Aim — Add 88 to every bounding box coordinate in the answers, and write out again the lines from the one containing "Q: Detect the bee leg" through the end of the listing, requests included. Leave the numbers in the requests and their format samples unchanged.

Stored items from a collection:
(begin)
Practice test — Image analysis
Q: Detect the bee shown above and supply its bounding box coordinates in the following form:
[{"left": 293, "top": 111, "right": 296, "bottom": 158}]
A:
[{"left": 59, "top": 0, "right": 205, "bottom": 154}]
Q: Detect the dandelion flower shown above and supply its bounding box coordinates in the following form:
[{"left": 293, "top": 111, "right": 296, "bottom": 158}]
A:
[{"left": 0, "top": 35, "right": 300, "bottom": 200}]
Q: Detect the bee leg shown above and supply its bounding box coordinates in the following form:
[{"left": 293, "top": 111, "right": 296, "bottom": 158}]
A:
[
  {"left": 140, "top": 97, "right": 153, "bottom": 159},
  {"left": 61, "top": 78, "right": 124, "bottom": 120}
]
(end)
Solution to this problem —
Q: Detect the bee leg shown above and supply its bounding box coordinates in the following form:
[{"left": 293, "top": 111, "right": 296, "bottom": 158}]
A:
[
  {"left": 228, "top": 185, "right": 241, "bottom": 247},
  {"left": 149, "top": 166, "right": 212, "bottom": 208}
]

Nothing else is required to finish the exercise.